提供された文章
● ● ●
プレジデントオンライン / 2024年7月25日 10時15分

※写真はイメージです - 写真=iStock.com/masamasa3

わが子が社会人になっても働かずに何十年も実家にいたらどうしたらいいのか。高齢化する親の悩みは、自分たちの他界後。リタイア後も貯金を自分たちの楽しみにほとんど使わず、そっくりそのまま残そうとするケースもある。FP村井英一さんが家計相談に乗った事例を紹介しよう――。

■実家同居の無職40代の長男対策…老親がした驚きの行為

働けない子どもとその親の高齢化が進んでいます。高齢の親にとっては、自分たちが亡くなった後に、はたして子どもが自立した生活を送れるのかが心配です。そのためにも、少しでも多くの財産を子どもに残してやりたいというのは自然な気持ちでしょう。

ただ、相続財産が多くなると、相続税が多くかかるようになります。その点も親にとっては心配のタネで、相続税についていろいろと調べている親も少なくありません。ただ、「いつ亡くなるか」だけはわかりませんので、“節税策”は簡単ではありません。

【相談者の家族構成】
父親:鈴木 幸一さん(仮名)78歳(無職) 相談者
母親:恵子さん(仮名)75歳(無職)
長男(43歳、無職)と同居
※長女(40歳)は結婚して別世帯

資産
・預貯金:8000万円
・ご自宅(戸建て、評価額6500万円)

収入
父親:年金200万円
母親:年金100万円

支出
・生活費:年額300万円

鈴木さんご夫婦(夫78歳、妻75歳)がご相談に来られたのは、2024年5月のことでした。

「長男(43歳)は今後も仕事は難しいと思います。それだけに、私たちがいなくなっても困らないだけの資産を残してあげないと、と考えています」

聞けば、長男は協調性に欠ける部分があり、周囲とうまくやっていくのが難しかったようです。それでも学校生活はなんとかやり過ごすことができました。中学、高校時代は学校を長期間にわたって欠席することはありましたが、不登校までは至らずに、無事に卒業しました。
● ● ●
実施する作業
a. 記事から、「わが子が社会人になっても働か」で始まり「母親:恵子さん(仮名)75歳(無職)」まで続く部分をそのまま抜き出してください。
b. 記録のうち、「Mark the falling water with a point.」を含む行から始まり記録の最後まで続く行を、指示の文も含めてすべて書き直し、回答の座標の数値すべてに48を足してずらしてください。画像は回答に入れないでください。
これらの記録は記事の内容とは関係ありません。

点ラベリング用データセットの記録
● ● ●
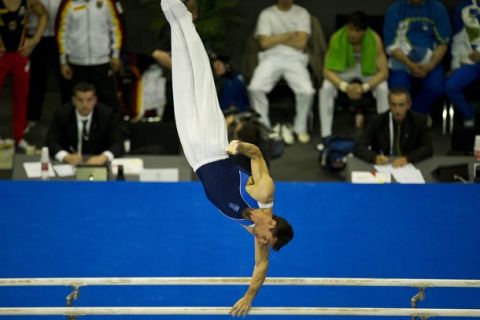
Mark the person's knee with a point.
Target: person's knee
(256, 89)
(436, 88)
(327, 88)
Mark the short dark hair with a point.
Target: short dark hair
(358, 19)
(398, 92)
(283, 231)
(83, 87)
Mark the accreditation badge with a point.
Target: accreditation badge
(12, 25)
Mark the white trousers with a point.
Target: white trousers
(329, 92)
(200, 122)
(294, 71)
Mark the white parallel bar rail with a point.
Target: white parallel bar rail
(299, 311)
(165, 281)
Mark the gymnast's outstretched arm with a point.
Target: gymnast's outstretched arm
(243, 305)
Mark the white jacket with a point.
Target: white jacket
(89, 32)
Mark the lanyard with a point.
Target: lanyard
(390, 126)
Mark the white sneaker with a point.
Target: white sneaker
(303, 137)
(277, 128)
(287, 134)
(359, 120)
(25, 146)
(29, 126)
(429, 121)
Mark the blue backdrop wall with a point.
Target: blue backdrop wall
(65, 229)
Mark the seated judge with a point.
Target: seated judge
(398, 136)
(85, 131)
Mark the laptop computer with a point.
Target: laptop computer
(86, 172)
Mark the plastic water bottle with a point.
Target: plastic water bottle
(45, 163)
(120, 173)
(476, 148)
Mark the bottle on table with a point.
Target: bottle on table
(44, 163)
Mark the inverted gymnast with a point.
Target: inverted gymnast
(242, 196)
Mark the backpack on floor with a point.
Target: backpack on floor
(336, 150)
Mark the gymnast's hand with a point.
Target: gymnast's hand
(242, 307)
(233, 147)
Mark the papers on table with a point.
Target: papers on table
(164, 175)
(64, 170)
(405, 174)
(371, 177)
(33, 170)
(130, 165)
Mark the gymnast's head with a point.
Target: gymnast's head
(269, 229)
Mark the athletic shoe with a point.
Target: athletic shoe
(303, 137)
(287, 134)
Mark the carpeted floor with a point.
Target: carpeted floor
(115, 229)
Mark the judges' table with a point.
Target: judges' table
(426, 167)
(179, 163)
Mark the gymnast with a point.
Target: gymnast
(240, 195)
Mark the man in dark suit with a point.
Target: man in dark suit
(399, 136)
(85, 127)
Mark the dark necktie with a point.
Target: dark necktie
(396, 145)
(84, 137)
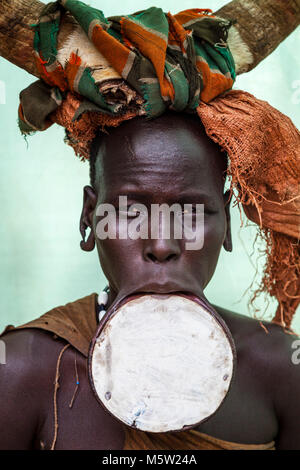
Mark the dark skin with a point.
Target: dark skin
(166, 160)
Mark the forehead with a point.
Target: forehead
(168, 156)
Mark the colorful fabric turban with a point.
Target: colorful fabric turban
(112, 69)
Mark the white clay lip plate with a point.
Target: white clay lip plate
(162, 364)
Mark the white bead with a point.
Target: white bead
(102, 298)
(101, 314)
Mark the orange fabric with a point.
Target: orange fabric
(214, 82)
(184, 440)
(267, 176)
(75, 322)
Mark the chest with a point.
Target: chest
(73, 418)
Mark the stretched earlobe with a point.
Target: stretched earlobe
(227, 244)
(86, 219)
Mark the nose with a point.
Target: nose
(162, 250)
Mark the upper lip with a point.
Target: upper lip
(162, 288)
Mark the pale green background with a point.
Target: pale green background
(42, 265)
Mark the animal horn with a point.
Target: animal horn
(261, 25)
(16, 33)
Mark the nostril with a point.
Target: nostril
(152, 257)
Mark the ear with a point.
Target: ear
(228, 241)
(86, 219)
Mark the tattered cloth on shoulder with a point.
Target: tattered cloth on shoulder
(113, 69)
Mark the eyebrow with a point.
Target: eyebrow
(182, 198)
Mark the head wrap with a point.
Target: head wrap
(117, 68)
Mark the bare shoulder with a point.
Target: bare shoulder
(24, 383)
(263, 341)
(272, 357)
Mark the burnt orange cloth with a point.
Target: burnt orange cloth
(75, 322)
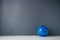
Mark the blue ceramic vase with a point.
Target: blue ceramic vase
(42, 31)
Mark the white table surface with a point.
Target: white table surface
(29, 38)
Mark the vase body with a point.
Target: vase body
(42, 31)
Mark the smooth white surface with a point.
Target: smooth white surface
(29, 38)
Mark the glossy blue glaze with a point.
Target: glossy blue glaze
(42, 31)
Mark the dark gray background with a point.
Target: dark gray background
(22, 17)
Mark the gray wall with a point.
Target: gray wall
(21, 17)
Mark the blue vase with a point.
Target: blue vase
(42, 31)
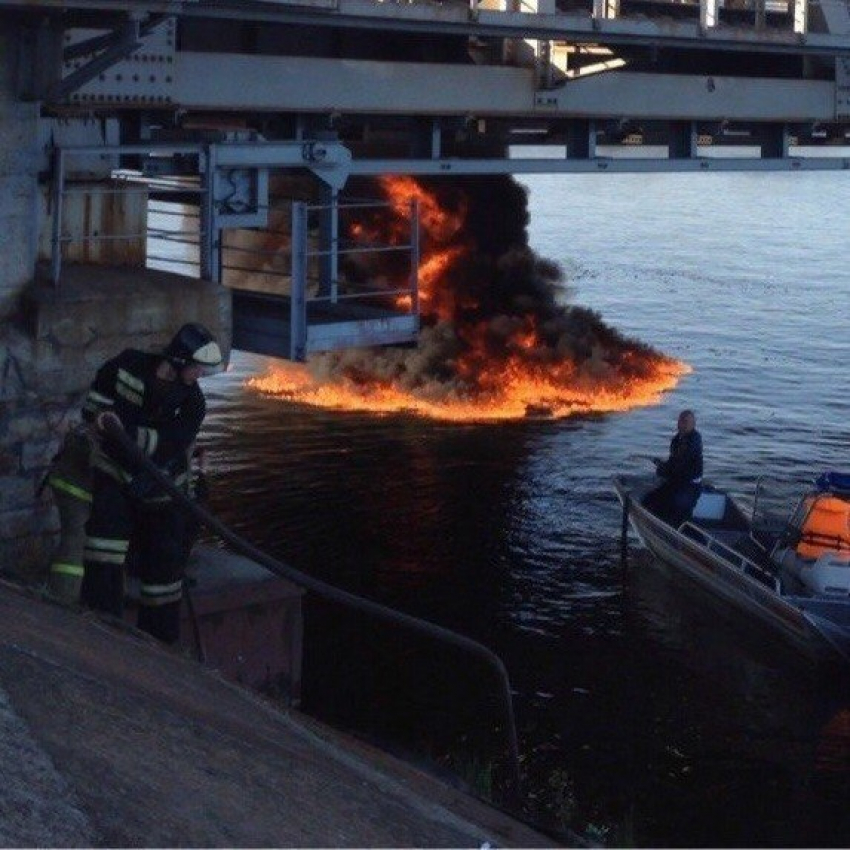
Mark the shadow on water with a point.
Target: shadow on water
(646, 716)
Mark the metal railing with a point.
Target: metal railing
(730, 556)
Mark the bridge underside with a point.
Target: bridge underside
(336, 89)
(432, 82)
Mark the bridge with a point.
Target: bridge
(214, 101)
(218, 137)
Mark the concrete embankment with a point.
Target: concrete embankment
(108, 739)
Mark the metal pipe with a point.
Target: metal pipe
(116, 433)
(56, 231)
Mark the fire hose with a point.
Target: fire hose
(118, 435)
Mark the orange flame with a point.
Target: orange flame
(499, 367)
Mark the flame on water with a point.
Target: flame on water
(473, 363)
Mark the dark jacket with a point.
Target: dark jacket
(685, 462)
(163, 417)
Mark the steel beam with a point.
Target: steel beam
(288, 84)
(456, 19)
(603, 165)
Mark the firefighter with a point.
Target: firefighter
(157, 400)
(69, 479)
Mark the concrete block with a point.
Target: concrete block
(16, 492)
(25, 423)
(27, 558)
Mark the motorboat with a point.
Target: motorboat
(785, 563)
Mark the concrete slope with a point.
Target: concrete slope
(108, 739)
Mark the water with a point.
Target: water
(645, 715)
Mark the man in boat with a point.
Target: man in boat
(156, 399)
(674, 499)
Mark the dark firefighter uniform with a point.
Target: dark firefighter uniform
(69, 478)
(163, 416)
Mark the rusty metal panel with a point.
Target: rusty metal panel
(105, 223)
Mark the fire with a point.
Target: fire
(496, 342)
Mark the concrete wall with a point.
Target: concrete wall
(52, 339)
(18, 183)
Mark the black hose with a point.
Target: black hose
(116, 433)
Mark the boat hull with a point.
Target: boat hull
(802, 622)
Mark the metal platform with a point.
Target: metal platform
(262, 324)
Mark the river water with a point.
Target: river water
(646, 716)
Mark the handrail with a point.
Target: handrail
(716, 545)
(115, 432)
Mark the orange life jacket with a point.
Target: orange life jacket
(826, 526)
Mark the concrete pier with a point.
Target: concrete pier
(108, 739)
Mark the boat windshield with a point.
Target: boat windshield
(775, 503)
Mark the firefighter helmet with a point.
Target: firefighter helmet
(194, 345)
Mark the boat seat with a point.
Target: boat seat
(710, 506)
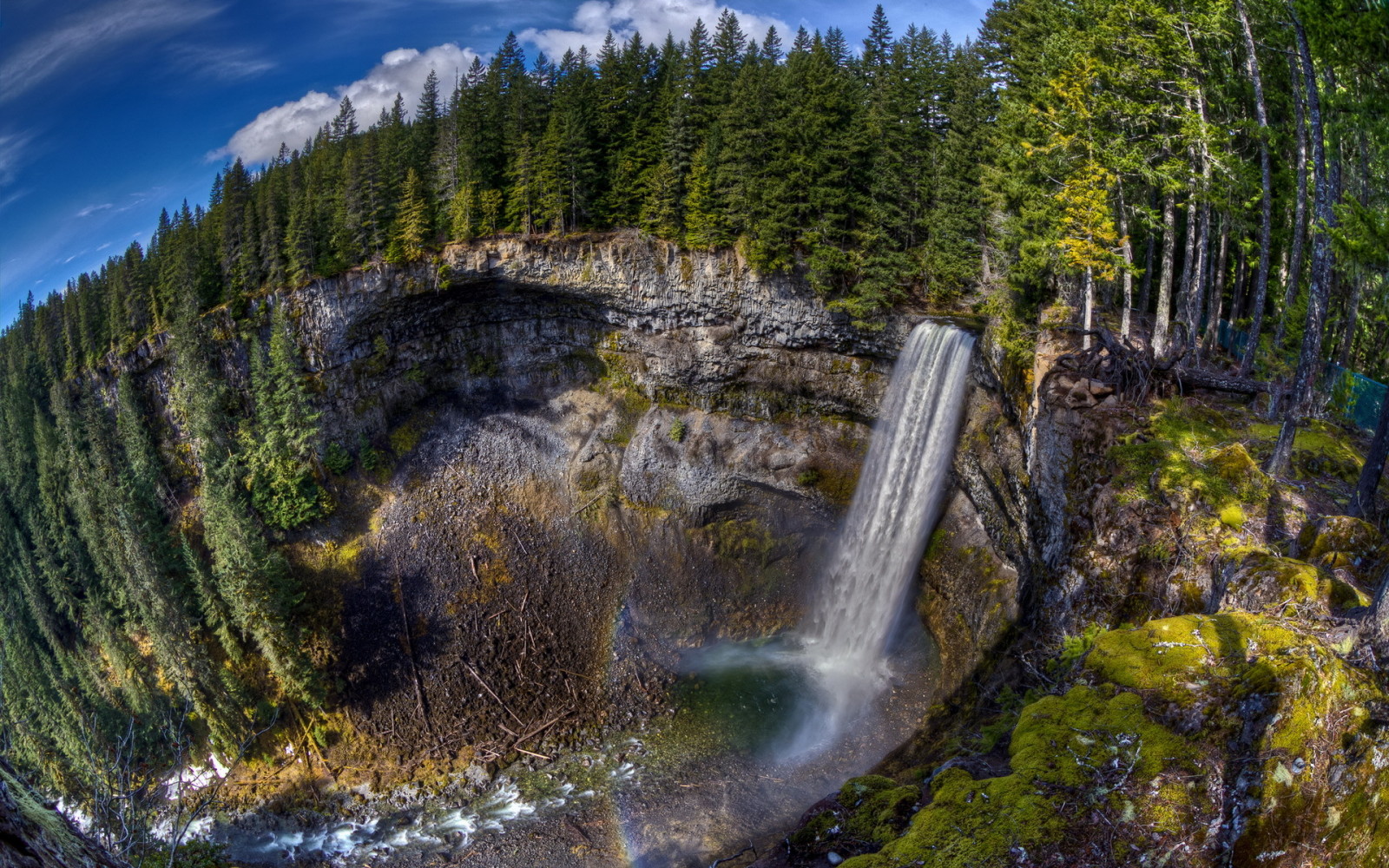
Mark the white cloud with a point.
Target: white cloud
(88, 31)
(655, 18)
(400, 71)
(226, 64)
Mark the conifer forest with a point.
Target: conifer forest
(1173, 212)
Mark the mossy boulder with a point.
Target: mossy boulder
(879, 807)
(1078, 754)
(1235, 465)
(1340, 542)
(1201, 740)
(1257, 581)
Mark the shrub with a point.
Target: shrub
(337, 458)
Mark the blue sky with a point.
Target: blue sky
(111, 110)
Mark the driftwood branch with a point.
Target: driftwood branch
(1136, 372)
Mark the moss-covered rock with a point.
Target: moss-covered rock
(1073, 756)
(1235, 465)
(879, 807)
(1338, 542)
(1201, 740)
(1257, 581)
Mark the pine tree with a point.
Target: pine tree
(413, 229)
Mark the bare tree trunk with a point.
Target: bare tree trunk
(1129, 266)
(1217, 289)
(1299, 210)
(1199, 274)
(1309, 358)
(1266, 206)
(1363, 502)
(1164, 285)
(1188, 260)
(1238, 300)
(1146, 286)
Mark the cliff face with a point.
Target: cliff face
(531, 317)
(604, 451)
(36, 837)
(632, 434)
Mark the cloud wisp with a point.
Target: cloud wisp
(400, 71)
(653, 18)
(82, 34)
(224, 64)
(13, 146)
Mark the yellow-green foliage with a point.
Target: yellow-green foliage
(631, 407)
(1102, 763)
(1233, 516)
(745, 541)
(1180, 456)
(1319, 449)
(1344, 595)
(1266, 580)
(407, 437)
(1340, 535)
(1236, 467)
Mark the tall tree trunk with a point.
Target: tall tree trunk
(1266, 206)
(1129, 264)
(1089, 305)
(1363, 502)
(1146, 286)
(1299, 208)
(1164, 285)
(1199, 274)
(1187, 288)
(1347, 338)
(1217, 292)
(1238, 300)
(1309, 358)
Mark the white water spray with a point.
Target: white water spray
(898, 500)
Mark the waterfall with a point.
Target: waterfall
(898, 500)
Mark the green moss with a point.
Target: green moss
(1070, 754)
(1099, 767)
(820, 828)
(631, 407)
(1320, 449)
(1263, 580)
(1338, 535)
(1235, 465)
(1344, 595)
(1185, 455)
(1233, 517)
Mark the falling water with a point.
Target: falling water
(896, 503)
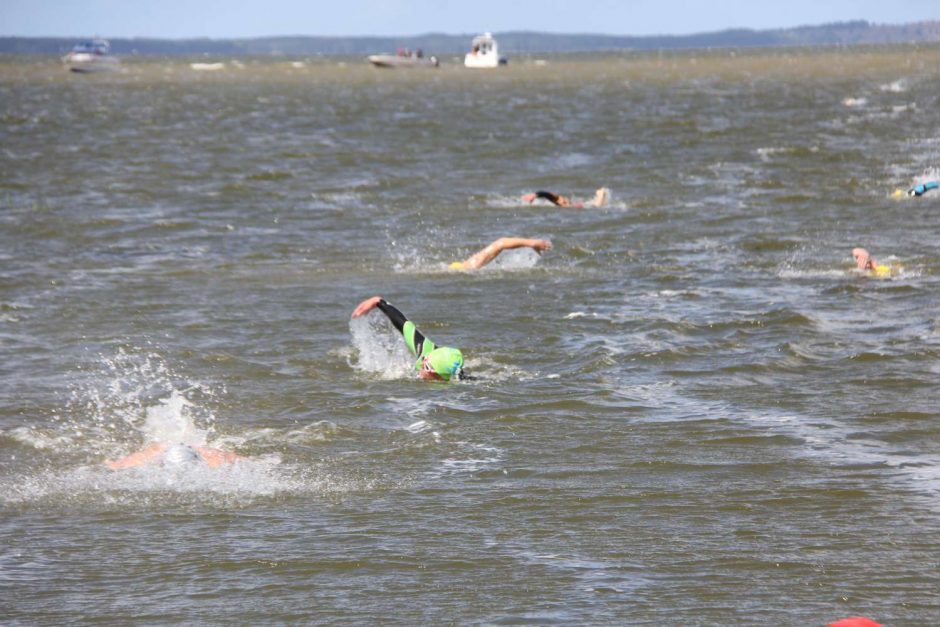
● ● ●
回答一覧
a.
わが子が社会人になっても働かずに何十年も実家にいたらどうしたらいいのか。高齢化する親の悩みは、自分たちの他界後。リタイア後も貯金を自分たちの楽しみにほとんど使わず、そっくりそのまま残そうとするケースもある。FP村井英一さんが家計相談に乗った事例を紹介しよう――。

■実家同居の無職40代の長男対策…老親がした驚きの行為

働けない子どもとその親の高齢化が進んでいます。高齢の親にとっては、自分たちが亡くなった後に、はたして子どもが自立した生活を送れるのかが心配です。そのためにも、少しでも多くの財産を子どもに残してやりたいというのは自然な気持ちでしょう。

ただ、相続財産が多くなると、相続税が多くかかるようになります。その点も親にとっては心配のタネで、相続税についていろいろと調べている親も少なくありません。ただ、「いつ亡くなるか」だけはわかりませんので、“節税策”は簡単ではありません。

【相談者の家族構成】
父親:鈴木 幸一さん(仮名)78歳(無職) 相談者
母親:恵子さん(仮名)75歳(無職)

b.
Mark the falling water with a point.
Target: falling water
(944, 551)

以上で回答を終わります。